Highway billboard of Bashar al-Assad in Syria. sarahchats/Flickr

In die Sackgasse mit Assad

PARIS – Vergessen Sie einmal Prinzipien und Moral. Vergessen Sie oder versuchen Sie zumindest jene 250.000 Todesopfer zu vergessen, für die Baschar al-Assad direkt oder indirekt verantwortlich ist, seitdem er beschloss, einen friedlichen Aufstand des syrischen Volkes mit Gewalt niederzuschlagen. Blenden Sie aus, dass Assads Truppen bislang 10 bis 15 Mal mehr tote Zivilisten auf dem Gewissen haben als der Islamische Staat, dessen entsetzliche Tötungsvideos die unsichtbaren Massaker des syrischen Diktators in den Schatten stellten. Aber selbst wenn es Ihnen gelingt, all das aus Ihren Gedanken zu verbannen, ist eine Syrien-Politik, die Assad als „Alternative“ zum Islamischen Staat präsentiert, schlichtweg nicht denkbar.

Schließlich löste Assad die aktuelle Barbarei des Islamischen Staates selbst aus: im Mai 2011 entließ er hunderte islamische Radikale aus dem Gefängnis und sorgte damit für raschen Nachschub an Kämpfern und Anführern der damals entstehenden Gruppe.  Anschließend nahm er systematisch Stellungen gemäßigter Rebellen unter Beschuss, während er die Hochburg des Islamischen Staates in Raqqa ebenso systematisch verschonte. Und später – Mitte 2014 – ermöglichte er es, irakischen Elementen des Islamischen Staates in Ostsyrien Unterschlupf zu finden.

Mit anderen Worten: Assad schuf das Monster, das er mittlerweile vorgibt, zu bekämpfen. Ist das nicht ein bisschen viel für einen potenziellen Verbündeten? Kann eine Zusammenarbeit mit Assad die solide Basis für ein Unterfangen bilden, das als gemeinsame Anstrengung daherkommen soll?

### Aufgaben
- A) Geben Sie den Abschnitt des Textauszugs wieder, der bei "In die Sackgasse" beginnt und bei "schlichtweg nicht denkbar." endet, und ersetzen Sie dabei "Gewalt" durch "Waffengewalt".
- B) Prüfen Sie, ob die folgenden Aussagen mit dem Textauszug übereinstimmen. Antworten Sie jeweils mit Ja oder Nein und zitieren Sie die entscheidende Textstelle.
(i) Assad entließ im Mai 2011 hunderte islamische Radikale aus dem Gefängnis.
(ii) Assads Truppen haben weniger tote Zivilisten zu verantworten als der Islamische Staat.
(iii) Die Hochburg des Islamischen Staates in Raqqa wurde von Assad systematisch beschossen.
- C) Beantworten Sie anhand des Textauszugs:
(i) Für wie viele Todesopfer ist Baschar al-Assad direkt oder indirekt verantwortlich?
(ii) Wann ermöglichte Assad irakischen Elementen des Islamischen Staates, in Ostsyrien Unterschlupf zu finden?
(iii) In welcher Stadt lag die Hochburg des Islamischen Staates, die Assad verschonte?
Die Zeilen haben mit dem Textauszug nichts zu tun.

### Auszüge aus einem Datensatz zur Punktbeschriftung
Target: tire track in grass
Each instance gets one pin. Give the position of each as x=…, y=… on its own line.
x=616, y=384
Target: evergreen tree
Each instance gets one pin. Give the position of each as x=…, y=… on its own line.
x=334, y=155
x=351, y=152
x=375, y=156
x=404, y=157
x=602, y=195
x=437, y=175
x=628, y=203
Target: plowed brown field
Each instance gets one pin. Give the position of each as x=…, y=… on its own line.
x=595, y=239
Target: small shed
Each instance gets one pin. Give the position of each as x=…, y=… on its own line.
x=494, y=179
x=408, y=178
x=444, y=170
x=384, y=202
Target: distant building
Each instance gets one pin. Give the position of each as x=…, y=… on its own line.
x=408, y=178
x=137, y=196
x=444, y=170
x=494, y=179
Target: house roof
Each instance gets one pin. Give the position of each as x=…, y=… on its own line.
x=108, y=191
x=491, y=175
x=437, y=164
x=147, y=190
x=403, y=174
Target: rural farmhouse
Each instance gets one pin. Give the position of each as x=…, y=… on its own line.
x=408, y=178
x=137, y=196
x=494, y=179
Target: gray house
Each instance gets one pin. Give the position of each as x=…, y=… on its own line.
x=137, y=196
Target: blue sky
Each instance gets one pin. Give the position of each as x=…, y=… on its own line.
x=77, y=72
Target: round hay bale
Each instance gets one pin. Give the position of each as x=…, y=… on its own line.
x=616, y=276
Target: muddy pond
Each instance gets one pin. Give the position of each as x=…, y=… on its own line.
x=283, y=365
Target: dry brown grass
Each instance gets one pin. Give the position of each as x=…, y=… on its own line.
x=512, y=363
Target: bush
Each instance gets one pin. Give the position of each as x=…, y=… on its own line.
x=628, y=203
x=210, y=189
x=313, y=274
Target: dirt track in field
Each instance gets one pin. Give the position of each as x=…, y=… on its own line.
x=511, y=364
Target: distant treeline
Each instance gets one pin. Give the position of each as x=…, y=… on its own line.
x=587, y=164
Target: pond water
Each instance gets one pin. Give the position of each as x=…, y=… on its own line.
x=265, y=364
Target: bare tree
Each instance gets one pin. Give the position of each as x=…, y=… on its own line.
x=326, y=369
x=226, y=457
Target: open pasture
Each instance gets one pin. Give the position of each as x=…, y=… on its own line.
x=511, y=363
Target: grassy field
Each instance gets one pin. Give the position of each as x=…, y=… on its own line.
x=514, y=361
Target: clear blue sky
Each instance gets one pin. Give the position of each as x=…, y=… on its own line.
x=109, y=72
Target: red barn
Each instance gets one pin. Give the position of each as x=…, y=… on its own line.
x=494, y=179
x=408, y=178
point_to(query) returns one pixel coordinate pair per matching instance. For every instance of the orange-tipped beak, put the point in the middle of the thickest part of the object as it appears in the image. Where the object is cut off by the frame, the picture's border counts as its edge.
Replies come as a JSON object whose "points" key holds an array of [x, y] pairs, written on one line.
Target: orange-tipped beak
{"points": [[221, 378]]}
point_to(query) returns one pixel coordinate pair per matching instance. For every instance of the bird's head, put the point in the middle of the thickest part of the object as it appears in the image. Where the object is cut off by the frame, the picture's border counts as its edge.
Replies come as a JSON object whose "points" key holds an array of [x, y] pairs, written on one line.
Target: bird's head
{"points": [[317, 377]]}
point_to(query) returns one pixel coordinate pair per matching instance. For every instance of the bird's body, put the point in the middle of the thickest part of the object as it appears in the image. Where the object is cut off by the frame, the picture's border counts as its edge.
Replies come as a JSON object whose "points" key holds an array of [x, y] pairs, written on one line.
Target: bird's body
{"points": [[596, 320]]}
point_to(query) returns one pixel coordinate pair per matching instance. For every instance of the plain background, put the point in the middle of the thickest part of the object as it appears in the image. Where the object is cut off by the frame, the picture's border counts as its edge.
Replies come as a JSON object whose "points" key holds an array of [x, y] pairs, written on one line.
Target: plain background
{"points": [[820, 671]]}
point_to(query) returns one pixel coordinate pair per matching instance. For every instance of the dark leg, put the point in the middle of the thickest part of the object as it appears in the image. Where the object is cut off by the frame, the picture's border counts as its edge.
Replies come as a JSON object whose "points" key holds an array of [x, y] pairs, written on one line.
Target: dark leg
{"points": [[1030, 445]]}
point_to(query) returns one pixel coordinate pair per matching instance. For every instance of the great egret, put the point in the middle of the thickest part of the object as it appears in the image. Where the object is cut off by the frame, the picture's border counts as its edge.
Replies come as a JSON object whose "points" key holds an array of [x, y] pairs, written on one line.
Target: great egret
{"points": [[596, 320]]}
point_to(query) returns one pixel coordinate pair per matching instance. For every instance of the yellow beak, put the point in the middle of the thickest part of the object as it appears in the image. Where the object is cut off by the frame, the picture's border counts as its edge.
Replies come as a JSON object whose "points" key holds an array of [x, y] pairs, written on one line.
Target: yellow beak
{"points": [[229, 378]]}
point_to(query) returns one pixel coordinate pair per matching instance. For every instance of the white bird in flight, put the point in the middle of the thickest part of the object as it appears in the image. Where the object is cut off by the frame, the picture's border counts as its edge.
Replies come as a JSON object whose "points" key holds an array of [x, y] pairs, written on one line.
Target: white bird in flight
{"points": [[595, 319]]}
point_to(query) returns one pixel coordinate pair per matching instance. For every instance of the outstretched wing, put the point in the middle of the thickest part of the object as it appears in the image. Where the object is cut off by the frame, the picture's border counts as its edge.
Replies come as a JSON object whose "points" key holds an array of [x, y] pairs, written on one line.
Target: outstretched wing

### Lösungen
- A)
In die Sackgasse mit Assad

PARIS – Vergessen Sie einmal Prinzipien und Moral. Vergessen Sie oder versuchen Sie zumindest jene 250.000 Todesopfer zu vergessen, für die Baschar al-Assad direkt oder indirekt verantwortlich ist, seitdem er beschloss, einen friedlichen Aufstand des syrischen Volkes mit Waffengewalt niederzuschlagen. Blenden Sie aus, dass Assads Truppen bislang 10 bis 15 Mal mehr tote Zivilisten auf dem Gewissen haben als der Islamische Staat, dessen entsetzliche Tötungsvideos die unsichtbaren Massaker des syrischen Diktators in den Schatten stellten. Aber selbst wenn es Ihnen gelingt, all das aus Ihren Gedanken zu verbannen, ist eine Syrien-Politik, die Assad als „Alternative“ zum Islamischen Staat präsentiert, schlichtweg nicht denkbar.

- B)
(i) Ja: „im Mai 2011 entließ er hunderte islamische Radikale aus dem Gefängnis“
(ii) Nein: „dass Assads Truppen bislang 10 bis 15 Mal mehr tote Zivilisten auf dem Gewissen haben als der Islamische Staat“
(iii) Nein: „während er die Hochburg des Islamischen Staates in Raqqa ebenso systematisch verschonte“

- C)
(i) 250.000 Todesopfer
(ii) Mitte 2014
(iii) In Raqqa